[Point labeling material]
"""
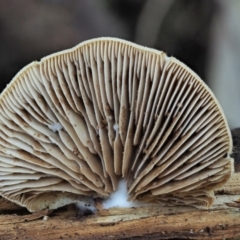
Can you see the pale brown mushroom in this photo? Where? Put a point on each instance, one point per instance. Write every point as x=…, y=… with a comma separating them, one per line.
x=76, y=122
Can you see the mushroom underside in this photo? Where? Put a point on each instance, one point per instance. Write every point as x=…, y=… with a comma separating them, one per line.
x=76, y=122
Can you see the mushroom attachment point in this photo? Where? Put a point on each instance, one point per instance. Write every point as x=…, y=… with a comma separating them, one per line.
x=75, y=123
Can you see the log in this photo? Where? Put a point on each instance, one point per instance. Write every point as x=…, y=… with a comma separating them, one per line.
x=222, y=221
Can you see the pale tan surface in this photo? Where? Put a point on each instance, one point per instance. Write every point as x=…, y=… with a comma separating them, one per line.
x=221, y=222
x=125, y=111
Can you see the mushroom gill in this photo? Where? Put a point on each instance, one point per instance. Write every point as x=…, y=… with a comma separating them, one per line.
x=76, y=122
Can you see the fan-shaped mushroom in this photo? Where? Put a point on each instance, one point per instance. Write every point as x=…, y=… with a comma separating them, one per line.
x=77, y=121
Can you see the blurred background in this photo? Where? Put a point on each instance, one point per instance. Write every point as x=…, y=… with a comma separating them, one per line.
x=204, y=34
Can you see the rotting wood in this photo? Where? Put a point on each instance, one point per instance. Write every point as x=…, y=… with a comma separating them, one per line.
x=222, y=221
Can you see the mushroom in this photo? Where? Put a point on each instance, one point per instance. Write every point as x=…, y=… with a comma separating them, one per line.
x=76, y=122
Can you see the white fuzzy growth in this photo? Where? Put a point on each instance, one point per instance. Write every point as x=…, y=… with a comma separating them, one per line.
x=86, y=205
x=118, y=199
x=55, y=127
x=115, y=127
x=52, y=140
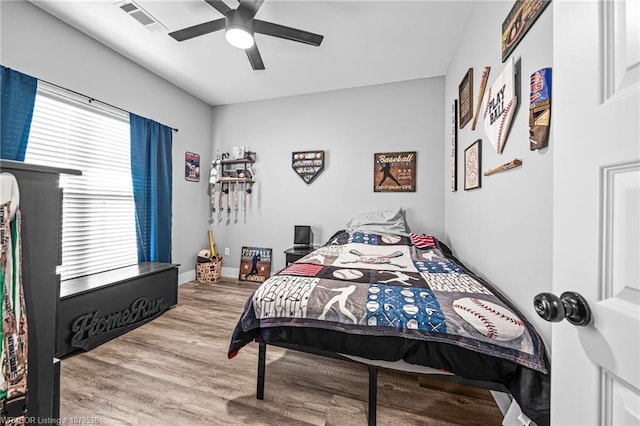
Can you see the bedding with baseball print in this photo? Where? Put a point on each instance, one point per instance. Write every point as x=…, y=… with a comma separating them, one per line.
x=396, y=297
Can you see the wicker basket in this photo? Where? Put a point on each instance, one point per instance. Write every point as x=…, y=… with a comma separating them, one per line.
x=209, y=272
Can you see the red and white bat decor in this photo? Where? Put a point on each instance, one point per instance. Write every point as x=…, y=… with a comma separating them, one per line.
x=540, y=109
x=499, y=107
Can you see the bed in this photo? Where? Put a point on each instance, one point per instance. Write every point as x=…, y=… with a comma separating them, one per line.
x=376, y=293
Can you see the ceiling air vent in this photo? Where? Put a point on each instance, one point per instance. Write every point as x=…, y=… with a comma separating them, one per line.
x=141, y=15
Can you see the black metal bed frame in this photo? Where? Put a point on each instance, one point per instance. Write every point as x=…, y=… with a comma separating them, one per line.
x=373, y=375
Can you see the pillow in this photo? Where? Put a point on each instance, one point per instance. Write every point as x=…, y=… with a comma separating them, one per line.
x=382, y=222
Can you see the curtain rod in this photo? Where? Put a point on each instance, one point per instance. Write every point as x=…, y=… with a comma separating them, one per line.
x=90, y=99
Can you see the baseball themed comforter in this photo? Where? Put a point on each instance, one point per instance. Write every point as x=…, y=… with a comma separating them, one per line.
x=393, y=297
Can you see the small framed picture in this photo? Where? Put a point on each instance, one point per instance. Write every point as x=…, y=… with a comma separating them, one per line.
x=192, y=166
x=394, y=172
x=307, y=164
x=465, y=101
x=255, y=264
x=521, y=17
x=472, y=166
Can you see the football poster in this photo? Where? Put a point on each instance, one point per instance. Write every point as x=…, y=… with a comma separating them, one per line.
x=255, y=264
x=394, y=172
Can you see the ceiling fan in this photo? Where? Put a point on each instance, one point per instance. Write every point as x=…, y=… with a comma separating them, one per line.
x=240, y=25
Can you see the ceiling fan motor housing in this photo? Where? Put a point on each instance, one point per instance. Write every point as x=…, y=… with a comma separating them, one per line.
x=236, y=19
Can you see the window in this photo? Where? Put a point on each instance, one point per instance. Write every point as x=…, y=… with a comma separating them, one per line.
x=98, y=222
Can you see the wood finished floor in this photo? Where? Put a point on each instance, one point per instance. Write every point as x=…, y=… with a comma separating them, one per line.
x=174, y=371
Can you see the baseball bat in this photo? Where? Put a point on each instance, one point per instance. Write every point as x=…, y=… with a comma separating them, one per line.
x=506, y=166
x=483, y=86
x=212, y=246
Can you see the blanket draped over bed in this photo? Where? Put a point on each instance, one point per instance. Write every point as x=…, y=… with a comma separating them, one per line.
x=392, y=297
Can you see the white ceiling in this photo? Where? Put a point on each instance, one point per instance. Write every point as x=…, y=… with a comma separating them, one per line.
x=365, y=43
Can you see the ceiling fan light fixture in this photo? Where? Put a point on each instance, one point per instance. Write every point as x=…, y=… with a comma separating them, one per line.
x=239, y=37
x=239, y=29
"""
Instructions to follow — Give the stretch of the material from the line containing "Can you see the rotting" through the line containing "x=52, y=140" as a numbered list, leaving out any blank lines.

Solution —
1. Can you see the rotting wood in this photo? Where? Put a point on each instance, one point per instance. Write every point as x=…, y=… with a comma separating them, one per line.
2. x=222, y=221
3. Can you see the mushroom in this photo? Where? Put a point on each instance, one point per instance. Write every point as x=…, y=… with a comma separating them, one per line.
4. x=76, y=122
5. Can you see the white fuzzy growth in this photo? Where? Put a point on each instance, one point per instance. Write every point as x=…, y=… with a comma separating them, one per line.
6. x=86, y=205
7. x=118, y=199
8. x=55, y=127
9. x=115, y=127
10. x=52, y=140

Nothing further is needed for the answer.